* _PROBLEM STATEMENT_: Each line of the records below that holds "approximate" should be copied out.

#### DATA UNDER STUDY

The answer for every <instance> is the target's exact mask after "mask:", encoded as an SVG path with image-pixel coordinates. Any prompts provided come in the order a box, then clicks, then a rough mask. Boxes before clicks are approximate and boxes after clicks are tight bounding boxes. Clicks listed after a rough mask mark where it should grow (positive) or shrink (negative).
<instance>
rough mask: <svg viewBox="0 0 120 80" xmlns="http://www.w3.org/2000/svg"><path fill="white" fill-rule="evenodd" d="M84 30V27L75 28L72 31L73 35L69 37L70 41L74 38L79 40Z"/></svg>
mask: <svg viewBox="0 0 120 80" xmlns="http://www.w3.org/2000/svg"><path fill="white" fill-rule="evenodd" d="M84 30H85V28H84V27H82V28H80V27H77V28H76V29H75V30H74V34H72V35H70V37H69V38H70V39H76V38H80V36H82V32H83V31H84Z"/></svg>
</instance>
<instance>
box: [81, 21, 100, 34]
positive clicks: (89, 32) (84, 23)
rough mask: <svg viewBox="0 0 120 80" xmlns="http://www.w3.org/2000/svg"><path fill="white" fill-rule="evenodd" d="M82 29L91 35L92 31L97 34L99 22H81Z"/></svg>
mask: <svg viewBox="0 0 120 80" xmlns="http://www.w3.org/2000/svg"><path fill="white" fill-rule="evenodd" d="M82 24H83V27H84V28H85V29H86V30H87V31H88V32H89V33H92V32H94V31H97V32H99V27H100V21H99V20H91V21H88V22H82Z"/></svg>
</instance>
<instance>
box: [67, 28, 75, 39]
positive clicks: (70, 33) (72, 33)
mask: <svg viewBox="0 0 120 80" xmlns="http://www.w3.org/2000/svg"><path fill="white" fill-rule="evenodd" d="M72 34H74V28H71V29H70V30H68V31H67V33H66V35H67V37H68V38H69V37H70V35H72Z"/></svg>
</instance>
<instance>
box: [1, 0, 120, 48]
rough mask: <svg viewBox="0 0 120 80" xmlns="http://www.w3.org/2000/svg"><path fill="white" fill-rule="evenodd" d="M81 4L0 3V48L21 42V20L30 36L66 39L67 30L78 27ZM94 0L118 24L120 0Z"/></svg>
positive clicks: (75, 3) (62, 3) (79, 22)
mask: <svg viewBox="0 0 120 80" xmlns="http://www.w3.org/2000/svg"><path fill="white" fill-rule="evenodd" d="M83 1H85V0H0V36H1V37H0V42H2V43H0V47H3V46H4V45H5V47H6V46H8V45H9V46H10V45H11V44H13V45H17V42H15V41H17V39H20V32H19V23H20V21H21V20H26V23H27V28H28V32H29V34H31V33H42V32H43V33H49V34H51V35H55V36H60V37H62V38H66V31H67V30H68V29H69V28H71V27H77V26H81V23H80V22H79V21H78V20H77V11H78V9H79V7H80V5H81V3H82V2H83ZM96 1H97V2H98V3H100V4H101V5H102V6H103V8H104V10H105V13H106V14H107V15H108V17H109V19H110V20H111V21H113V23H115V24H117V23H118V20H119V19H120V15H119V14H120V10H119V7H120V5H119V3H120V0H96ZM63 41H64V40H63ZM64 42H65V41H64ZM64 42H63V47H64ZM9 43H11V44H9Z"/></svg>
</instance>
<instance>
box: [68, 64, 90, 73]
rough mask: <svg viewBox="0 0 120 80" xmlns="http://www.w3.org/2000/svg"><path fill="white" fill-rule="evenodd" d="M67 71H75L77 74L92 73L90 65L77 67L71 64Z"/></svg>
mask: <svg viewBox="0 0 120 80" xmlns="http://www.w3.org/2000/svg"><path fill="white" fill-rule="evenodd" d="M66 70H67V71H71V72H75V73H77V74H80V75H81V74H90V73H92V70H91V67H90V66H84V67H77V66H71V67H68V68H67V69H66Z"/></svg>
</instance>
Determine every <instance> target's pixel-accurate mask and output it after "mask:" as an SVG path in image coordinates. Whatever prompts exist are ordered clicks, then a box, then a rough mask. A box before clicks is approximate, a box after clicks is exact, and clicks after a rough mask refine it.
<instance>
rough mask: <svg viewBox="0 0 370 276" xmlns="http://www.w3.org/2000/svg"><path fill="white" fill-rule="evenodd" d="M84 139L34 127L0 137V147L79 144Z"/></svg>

########

* _YOUR SOLUTION_:
The answer for every <instance> is the target's exact mask after "mask:", encoded as an SVG path with image-pixel coordinates. Any prompts provided come in the order a box, then clicks, then a rough mask. Boxes before clicks are approximate and boxes after clicks are tight bounding boxes. Clicks listed after a rough mask mark where it should grow (positive) or shrink (negative).
Determine every <instance> target's pixel-accurate mask and output it after "mask:" as an SVG path in image coordinates. Whatever prompts exist are ordered clicks, then a box, then a rough mask. A box before clicks is approximate, a box after clicks is exact, and clicks after a rough mask refine it.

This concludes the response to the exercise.